─── Provided data ───
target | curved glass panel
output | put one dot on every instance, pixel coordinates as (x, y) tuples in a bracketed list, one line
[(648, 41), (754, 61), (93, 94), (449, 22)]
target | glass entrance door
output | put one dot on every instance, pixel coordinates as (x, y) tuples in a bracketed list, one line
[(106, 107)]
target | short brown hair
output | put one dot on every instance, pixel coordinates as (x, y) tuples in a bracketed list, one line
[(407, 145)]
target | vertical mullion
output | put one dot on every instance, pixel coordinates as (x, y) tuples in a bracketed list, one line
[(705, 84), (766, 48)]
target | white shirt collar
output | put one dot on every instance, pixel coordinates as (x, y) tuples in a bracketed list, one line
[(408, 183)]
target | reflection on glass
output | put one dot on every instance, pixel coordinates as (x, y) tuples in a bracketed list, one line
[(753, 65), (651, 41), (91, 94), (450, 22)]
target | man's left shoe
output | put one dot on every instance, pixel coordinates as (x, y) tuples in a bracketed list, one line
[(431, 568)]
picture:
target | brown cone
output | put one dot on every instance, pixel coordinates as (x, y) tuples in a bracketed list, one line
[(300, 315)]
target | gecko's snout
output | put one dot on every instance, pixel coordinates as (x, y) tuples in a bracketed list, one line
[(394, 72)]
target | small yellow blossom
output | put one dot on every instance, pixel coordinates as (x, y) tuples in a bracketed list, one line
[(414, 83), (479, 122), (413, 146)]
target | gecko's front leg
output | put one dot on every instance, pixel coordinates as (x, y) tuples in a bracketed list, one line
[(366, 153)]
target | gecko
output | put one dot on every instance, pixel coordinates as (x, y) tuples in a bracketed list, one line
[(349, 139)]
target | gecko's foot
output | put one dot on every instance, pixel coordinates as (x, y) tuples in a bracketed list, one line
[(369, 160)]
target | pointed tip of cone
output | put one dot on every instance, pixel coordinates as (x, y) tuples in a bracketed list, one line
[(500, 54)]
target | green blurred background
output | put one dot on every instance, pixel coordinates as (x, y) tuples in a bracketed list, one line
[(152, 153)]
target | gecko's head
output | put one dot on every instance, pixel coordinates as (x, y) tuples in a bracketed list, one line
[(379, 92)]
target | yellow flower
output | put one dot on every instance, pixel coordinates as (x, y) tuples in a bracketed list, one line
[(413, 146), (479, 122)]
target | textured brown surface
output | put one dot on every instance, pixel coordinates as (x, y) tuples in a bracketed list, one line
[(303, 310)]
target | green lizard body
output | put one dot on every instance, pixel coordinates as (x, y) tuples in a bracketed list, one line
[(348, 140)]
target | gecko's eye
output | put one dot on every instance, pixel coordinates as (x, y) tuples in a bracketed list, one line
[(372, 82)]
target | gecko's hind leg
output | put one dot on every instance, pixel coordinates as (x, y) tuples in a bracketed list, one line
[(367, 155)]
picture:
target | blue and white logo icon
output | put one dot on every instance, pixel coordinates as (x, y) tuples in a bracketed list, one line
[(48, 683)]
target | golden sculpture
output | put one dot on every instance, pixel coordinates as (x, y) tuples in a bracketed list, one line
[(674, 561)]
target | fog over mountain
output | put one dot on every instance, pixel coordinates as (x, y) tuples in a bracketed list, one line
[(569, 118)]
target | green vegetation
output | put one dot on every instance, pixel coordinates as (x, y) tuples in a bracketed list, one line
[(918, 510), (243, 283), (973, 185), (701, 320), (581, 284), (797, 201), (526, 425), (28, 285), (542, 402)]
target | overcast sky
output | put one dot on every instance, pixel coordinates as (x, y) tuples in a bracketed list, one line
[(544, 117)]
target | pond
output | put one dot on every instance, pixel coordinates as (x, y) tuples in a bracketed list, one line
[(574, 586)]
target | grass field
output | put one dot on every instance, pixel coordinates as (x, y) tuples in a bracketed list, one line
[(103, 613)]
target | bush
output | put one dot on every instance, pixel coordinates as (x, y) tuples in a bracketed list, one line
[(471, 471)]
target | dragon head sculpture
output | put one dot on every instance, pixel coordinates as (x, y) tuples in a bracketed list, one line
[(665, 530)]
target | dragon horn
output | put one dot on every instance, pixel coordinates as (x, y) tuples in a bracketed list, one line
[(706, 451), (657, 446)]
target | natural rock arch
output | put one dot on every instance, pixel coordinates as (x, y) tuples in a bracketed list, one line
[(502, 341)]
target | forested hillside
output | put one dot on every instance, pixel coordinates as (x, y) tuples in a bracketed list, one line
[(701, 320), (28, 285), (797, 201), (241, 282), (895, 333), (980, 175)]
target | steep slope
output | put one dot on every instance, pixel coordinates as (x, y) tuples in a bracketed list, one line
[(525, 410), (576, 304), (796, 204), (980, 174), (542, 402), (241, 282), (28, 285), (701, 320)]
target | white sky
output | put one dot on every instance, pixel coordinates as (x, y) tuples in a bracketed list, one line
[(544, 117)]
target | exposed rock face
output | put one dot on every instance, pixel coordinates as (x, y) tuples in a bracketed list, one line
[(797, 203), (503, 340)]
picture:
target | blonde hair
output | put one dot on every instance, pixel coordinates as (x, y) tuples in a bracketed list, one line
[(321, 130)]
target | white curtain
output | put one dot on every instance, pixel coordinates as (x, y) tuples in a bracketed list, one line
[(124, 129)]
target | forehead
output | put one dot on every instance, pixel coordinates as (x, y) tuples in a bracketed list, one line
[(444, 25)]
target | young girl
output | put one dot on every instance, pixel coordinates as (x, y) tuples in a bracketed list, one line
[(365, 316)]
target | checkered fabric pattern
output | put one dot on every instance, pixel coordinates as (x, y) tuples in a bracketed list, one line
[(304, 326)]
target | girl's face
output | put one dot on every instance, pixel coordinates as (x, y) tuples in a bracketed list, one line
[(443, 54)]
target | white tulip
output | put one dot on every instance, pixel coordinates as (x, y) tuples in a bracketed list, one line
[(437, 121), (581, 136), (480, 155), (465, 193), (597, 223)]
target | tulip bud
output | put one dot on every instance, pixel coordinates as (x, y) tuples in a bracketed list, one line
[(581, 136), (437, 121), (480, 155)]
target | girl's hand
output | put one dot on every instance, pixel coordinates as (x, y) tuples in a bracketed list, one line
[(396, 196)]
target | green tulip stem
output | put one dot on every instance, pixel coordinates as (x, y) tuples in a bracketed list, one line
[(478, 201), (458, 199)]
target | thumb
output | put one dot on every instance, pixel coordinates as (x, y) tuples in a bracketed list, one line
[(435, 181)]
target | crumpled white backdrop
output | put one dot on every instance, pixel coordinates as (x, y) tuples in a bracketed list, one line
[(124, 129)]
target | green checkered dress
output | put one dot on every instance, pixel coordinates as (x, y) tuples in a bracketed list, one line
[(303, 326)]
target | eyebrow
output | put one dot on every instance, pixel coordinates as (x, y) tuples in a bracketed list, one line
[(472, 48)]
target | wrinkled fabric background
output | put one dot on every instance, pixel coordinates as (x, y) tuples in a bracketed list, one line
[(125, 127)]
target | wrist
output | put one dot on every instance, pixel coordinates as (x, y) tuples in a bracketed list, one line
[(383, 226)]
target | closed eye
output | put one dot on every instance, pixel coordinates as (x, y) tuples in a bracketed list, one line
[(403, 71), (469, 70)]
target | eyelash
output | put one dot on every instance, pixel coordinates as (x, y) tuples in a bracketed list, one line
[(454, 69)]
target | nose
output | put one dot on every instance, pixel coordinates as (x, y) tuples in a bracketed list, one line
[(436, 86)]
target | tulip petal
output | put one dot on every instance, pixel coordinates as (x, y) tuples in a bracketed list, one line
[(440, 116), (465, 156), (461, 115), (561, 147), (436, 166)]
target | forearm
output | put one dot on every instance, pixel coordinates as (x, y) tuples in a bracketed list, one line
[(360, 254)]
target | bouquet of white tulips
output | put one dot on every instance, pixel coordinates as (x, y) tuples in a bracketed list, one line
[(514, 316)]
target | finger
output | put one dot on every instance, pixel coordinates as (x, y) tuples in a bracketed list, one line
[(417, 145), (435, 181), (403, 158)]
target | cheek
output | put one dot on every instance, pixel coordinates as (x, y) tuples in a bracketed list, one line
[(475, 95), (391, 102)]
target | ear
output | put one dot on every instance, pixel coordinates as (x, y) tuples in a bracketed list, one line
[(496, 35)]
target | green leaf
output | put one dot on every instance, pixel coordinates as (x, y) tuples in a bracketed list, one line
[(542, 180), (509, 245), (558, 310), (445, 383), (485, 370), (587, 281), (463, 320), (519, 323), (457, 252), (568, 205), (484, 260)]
───
Give back the lines of the data exactly as they are written, from the first line through the line containing "target | white shirt collar".

target | curved glass panel
output | put one dot on every instance, pixel coordinates as (x, y) tuples in a bracketed list, one line
[(648, 41), (754, 61), (93, 94), (449, 22)]
target | glass entrance door
output | put one dot on every instance, pixel coordinates as (x, y) tuples in a bracketed list, one line
[(106, 107)]
target | short brown hair
output | put one dot on every instance, pixel coordinates as (x, y) tuples in a bracketed list, one line
[(407, 145)]
target | vertical mullion
output | put one dot on every instance, pixel coordinates as (x, y) tuples in a bracketed list, one line
[(705, 84), (766, 48)]
target | white shirt collar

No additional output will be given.